### WORK TO DO:
Copy the items from the line that has "Reviewer note: every instance of the water" through the line that has "[[44, 53], [129, 61]]", with their requests. Offset every coordinate in the answers by adding 13, and leave the format samples unchanged.

(Dataset rows)
* START *
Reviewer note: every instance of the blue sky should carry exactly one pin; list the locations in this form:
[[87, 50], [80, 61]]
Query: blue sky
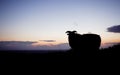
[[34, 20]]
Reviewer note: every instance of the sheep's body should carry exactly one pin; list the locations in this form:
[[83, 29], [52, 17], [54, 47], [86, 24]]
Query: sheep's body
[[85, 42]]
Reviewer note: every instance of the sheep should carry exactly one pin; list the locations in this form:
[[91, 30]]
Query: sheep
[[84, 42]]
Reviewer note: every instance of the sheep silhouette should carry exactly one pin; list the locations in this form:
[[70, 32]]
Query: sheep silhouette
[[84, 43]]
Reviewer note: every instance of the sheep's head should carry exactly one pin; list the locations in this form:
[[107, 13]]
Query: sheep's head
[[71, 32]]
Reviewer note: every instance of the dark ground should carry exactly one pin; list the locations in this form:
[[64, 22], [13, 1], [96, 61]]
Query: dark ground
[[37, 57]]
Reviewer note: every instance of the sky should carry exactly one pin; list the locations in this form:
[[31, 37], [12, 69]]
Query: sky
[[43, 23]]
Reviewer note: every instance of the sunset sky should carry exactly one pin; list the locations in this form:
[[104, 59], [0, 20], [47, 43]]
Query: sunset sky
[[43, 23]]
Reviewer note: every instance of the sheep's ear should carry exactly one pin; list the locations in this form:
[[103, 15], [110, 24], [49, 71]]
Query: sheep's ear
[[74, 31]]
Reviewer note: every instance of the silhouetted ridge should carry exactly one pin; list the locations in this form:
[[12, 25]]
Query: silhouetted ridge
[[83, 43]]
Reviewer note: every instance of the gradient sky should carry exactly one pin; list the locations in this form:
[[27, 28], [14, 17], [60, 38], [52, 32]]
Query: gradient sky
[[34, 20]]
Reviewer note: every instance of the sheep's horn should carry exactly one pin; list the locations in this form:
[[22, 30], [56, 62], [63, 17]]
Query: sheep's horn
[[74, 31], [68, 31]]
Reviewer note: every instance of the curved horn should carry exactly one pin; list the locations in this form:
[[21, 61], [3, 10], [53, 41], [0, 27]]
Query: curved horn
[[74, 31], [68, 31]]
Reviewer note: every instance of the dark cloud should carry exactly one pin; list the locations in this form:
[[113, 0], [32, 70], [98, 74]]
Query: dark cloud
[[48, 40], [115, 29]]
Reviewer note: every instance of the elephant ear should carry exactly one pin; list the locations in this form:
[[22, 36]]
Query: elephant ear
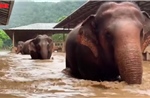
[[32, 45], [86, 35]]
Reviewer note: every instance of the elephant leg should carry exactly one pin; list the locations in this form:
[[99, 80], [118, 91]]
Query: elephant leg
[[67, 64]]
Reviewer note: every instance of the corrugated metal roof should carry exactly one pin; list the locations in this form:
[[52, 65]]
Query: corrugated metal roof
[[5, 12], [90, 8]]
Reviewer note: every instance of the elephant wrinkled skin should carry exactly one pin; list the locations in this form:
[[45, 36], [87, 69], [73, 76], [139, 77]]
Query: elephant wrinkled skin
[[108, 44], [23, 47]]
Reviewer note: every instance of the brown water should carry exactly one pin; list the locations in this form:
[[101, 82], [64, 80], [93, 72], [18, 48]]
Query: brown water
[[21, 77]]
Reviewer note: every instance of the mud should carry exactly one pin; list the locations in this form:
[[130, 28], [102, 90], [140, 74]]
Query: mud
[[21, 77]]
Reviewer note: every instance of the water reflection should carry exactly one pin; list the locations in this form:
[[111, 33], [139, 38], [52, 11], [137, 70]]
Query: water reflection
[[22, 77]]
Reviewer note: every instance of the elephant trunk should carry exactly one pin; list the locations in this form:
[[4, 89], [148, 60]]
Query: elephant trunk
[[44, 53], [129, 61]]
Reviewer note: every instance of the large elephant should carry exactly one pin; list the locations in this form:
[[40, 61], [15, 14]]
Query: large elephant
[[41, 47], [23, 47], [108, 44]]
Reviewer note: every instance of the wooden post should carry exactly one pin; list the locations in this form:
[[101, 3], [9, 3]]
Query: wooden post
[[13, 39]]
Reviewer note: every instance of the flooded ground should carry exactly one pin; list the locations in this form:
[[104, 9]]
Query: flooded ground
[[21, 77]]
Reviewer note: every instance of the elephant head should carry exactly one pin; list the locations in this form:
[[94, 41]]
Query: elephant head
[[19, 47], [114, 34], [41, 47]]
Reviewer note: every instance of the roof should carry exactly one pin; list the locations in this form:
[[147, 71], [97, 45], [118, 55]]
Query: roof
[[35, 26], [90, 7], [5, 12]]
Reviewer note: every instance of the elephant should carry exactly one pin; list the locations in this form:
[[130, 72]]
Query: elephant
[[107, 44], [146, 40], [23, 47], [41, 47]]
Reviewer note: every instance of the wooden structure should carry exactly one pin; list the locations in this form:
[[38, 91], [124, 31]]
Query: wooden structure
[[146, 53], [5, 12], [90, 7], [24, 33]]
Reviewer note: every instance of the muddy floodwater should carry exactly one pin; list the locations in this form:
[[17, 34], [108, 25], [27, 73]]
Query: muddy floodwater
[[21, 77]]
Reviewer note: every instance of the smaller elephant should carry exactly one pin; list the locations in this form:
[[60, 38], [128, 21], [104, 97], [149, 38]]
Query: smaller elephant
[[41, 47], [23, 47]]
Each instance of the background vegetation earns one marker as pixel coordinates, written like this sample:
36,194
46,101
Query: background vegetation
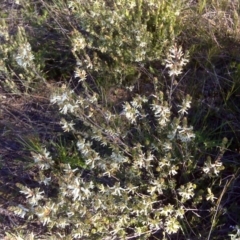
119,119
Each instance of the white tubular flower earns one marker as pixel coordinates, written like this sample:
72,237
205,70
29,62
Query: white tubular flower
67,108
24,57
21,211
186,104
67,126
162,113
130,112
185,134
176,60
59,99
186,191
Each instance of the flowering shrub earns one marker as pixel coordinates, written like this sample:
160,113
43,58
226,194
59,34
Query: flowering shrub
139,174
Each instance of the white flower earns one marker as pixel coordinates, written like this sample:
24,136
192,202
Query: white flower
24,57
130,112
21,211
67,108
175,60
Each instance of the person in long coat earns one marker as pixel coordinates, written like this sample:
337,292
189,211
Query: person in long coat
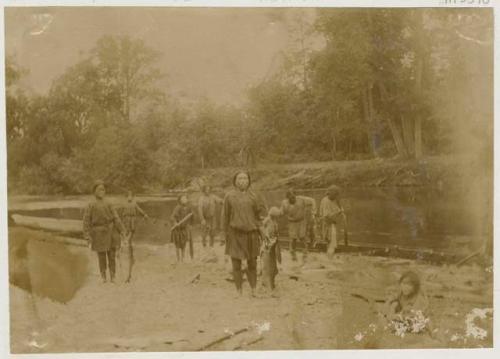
* END *
### FINISHED TASK:
Reviewer note: every instance of the water reflection should carry exactly one pin; list the locations in this form:
[[111, 33], [139, 38], [52, 11], [137, 70]]
Query: water reflection
[[35, 90]]
Reviewer note: every instance of the elephant trunk should carry exactly one pin; list the locations in this form:
[[4, 89], [148, 60]]
Query: elephant trunk
[[57, 66], [142, 74]]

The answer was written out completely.